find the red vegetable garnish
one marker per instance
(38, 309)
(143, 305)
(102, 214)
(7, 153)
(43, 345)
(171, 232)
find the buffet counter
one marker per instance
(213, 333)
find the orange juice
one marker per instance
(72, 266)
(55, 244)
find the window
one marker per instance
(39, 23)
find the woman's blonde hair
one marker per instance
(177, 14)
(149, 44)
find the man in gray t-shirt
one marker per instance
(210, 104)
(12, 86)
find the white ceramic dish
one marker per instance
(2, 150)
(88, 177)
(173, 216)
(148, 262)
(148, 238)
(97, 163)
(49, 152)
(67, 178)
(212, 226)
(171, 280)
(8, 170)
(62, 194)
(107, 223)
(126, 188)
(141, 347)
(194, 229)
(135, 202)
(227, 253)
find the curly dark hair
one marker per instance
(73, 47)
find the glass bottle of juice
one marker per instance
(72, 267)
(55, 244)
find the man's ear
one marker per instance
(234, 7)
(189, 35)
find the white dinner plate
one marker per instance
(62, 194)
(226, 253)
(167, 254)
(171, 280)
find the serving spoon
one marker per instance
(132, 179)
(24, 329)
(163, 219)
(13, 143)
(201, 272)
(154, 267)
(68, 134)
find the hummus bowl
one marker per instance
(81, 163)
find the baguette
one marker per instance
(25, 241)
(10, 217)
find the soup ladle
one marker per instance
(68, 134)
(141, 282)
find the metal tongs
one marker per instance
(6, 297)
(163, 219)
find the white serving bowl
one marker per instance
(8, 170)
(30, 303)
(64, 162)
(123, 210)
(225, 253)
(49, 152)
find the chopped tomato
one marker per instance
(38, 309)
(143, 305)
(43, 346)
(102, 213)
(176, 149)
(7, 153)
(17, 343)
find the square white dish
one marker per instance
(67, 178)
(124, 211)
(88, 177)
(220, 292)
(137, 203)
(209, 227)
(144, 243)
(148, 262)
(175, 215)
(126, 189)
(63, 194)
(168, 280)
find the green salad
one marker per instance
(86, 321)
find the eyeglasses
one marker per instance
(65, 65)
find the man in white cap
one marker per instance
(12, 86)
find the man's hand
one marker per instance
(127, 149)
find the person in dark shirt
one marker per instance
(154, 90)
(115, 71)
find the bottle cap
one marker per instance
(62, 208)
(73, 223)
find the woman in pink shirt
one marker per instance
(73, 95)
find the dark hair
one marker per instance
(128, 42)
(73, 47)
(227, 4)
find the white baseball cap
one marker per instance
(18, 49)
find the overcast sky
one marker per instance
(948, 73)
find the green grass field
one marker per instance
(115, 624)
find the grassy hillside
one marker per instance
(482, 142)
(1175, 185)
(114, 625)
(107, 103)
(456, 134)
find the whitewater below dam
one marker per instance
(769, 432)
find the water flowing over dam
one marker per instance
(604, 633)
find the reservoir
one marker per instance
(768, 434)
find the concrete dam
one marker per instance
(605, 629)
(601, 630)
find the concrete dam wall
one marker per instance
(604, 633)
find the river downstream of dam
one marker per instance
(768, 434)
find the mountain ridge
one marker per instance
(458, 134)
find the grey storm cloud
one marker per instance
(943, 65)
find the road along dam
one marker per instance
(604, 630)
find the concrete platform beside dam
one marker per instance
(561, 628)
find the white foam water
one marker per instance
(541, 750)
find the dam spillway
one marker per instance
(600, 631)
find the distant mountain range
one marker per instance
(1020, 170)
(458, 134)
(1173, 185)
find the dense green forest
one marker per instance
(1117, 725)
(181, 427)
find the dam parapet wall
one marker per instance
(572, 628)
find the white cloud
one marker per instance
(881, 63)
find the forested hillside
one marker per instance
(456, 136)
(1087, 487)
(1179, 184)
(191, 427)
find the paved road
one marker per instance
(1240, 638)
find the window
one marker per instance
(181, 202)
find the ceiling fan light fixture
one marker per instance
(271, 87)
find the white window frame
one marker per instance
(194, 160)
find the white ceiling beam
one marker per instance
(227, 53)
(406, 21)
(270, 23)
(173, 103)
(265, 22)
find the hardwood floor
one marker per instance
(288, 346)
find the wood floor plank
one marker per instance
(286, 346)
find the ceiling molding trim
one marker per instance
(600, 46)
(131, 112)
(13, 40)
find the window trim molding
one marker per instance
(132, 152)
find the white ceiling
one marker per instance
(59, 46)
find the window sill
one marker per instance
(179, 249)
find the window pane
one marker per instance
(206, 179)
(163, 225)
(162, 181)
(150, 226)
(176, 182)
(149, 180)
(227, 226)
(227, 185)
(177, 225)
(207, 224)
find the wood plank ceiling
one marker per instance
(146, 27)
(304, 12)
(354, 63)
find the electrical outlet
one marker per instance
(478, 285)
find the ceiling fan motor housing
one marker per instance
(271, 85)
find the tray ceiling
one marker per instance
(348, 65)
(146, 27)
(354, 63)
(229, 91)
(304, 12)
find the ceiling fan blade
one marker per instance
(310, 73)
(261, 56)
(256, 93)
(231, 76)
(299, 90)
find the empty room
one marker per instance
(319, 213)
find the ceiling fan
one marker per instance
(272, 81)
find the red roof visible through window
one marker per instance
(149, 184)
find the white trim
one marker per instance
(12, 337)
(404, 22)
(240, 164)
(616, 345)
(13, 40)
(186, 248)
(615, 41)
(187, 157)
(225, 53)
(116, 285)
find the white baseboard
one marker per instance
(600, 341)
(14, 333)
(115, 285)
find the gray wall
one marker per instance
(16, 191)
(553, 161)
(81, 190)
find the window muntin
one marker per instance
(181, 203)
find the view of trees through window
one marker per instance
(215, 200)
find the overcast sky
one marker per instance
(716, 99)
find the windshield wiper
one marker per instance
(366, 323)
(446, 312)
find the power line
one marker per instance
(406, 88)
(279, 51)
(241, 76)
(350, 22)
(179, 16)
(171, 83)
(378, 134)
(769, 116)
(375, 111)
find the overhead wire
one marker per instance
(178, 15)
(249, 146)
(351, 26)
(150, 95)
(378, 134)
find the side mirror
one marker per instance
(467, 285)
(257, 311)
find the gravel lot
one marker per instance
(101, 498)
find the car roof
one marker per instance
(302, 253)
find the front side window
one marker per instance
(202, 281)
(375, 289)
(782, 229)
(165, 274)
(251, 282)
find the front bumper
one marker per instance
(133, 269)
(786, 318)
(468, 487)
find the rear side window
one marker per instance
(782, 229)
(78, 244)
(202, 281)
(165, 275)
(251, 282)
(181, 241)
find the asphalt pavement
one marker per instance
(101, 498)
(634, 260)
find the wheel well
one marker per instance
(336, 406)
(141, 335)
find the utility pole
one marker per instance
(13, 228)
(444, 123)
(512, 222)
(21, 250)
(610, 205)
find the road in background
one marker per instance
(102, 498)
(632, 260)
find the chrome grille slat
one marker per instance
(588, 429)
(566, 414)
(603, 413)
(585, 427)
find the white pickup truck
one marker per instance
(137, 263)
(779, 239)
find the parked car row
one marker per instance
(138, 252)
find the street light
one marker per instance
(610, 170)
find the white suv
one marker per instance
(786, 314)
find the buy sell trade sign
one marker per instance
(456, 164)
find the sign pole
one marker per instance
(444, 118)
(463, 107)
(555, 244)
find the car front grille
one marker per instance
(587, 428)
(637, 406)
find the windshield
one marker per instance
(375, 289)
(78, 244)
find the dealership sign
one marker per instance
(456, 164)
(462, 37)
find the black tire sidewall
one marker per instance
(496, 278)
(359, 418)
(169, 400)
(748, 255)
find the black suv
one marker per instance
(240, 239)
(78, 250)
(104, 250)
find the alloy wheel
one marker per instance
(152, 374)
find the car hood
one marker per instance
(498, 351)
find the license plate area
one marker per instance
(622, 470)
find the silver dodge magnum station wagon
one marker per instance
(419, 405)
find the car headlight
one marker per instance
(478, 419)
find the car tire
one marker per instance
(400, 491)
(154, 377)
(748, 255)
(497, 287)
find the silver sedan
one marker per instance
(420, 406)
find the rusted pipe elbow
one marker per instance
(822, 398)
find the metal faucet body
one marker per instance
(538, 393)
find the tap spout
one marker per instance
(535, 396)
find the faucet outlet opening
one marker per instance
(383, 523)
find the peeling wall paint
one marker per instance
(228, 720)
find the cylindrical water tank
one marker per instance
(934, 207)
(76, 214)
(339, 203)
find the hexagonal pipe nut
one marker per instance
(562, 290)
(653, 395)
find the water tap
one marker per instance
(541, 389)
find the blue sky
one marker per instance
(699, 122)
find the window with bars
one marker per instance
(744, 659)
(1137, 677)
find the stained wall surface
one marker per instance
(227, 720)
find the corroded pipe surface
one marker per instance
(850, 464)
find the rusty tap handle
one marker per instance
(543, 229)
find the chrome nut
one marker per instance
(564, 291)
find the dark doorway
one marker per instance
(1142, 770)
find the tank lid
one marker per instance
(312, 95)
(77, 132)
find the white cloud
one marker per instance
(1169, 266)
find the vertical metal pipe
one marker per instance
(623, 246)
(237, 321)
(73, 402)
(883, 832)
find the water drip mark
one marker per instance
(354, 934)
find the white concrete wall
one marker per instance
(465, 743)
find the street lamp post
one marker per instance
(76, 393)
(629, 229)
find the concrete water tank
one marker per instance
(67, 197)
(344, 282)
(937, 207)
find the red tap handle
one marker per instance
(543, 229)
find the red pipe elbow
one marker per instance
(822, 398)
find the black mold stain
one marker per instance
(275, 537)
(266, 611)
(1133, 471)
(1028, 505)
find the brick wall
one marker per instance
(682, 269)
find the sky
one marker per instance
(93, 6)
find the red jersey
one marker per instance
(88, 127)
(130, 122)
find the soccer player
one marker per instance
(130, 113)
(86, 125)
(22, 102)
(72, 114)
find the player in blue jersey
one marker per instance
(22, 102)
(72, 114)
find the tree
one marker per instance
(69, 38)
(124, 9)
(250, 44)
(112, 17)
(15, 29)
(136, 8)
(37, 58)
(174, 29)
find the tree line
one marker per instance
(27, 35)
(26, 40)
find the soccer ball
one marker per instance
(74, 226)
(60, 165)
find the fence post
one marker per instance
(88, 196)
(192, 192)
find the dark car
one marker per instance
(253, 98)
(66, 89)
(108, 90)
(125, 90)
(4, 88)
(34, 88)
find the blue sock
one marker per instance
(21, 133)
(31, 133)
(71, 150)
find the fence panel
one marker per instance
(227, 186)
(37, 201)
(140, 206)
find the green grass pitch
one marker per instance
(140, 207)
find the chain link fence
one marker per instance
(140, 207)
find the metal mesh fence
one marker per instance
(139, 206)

++++++

▸ **What the task requires**:
Start at the first line of the entries and stop at the line with "find the white serving bowl". Retype each of those lines exactly, both ends included.

▸ **Worked solution**:
find the red vegetable garnish
one marker per instance
(38, 309)
(143, 305)
(102, 214)
(7, 153)
(43, 345)
(171, 232)
find the buffet counter
one marker per instance
(213, 333)
find the orange juice
one marker per instance
(72, 266)
(55, 244)
find the window
one marker per instance
(39, 23)
find the woman's blonde hair
one marker per instance
(177, 14)
(149, 44)
find the man in gray t-shirt
one marker per instance
(210, 104)
(12, 86)
find the white ceramic dish
one marker per instance
(2, 150)
(88, 177)
(173, 216)
(148, 262)
(148, 238)
(97, 163)
(49, 152)
(67, 178)
(212, 226)
(171, 280)
(8, 170)
(62, 194)
(107, 223)
(126, 188)
(141, 347)
(194, 229)
(135, 202)
(227, 253)
find the curly dark hair
one marker per instance
(73, 47)
find the glass bottle of juice
one marker per instance
(72, 267)
(55, 244)
find the man's ear
one marker per instance
(234, 7)
(189, 35)
find the white dinner plate
one marker per instance
(62, 194)
(226, 253)
(167, 254)
(171, 280)
find the serving spoon
one marker per instance
(132, 179)
(24, 329)
(163, 219)
(13, 143)
(201, 272)
(154, 267)
(68, 134)
find the hummus bowl
one marker per instance
(81, 163)
find the baguette
one marker per instance
(25, 241)
(10, 217)
find the soup ladle
one marker per instance
(68, 134)
(141, 282)
find the metal tongs
one marker per instance
(6, 297)
(163, 219)
find the white serving bowl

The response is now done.